Input for this task:
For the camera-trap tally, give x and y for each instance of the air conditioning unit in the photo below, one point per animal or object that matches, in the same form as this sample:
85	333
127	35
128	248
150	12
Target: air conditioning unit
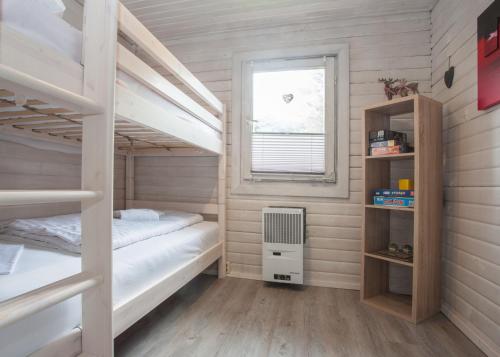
283	241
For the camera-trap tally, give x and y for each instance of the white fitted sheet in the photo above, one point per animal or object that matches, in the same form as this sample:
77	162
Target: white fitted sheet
135	267
35	20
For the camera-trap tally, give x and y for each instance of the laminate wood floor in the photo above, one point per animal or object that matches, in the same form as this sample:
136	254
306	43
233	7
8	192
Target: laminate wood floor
239	317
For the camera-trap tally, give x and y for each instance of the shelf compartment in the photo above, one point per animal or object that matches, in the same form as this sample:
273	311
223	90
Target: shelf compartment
395	304
389	259
393	208
405	156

Your task:
Reproduce word for word the stretch from the line containing "of the laminate" through the last of the rows, including both ends.

Written reply:
For the camera-trap tally, give x and y for each instance of the laminate wood floor in the photo above, one point per animal or object that matches, in the same form as this sample:
136	254
306	43
233	7
8	192
Target: laminate wood floor
239	317
For the camera-trap tally, give x and y for each instance of the shelf compartment in the photo above, one point per animal or object that matches, in the same form as this sample:
273	311
223	90
Target: shelf compartment
395	304
389	259
393	208
405	156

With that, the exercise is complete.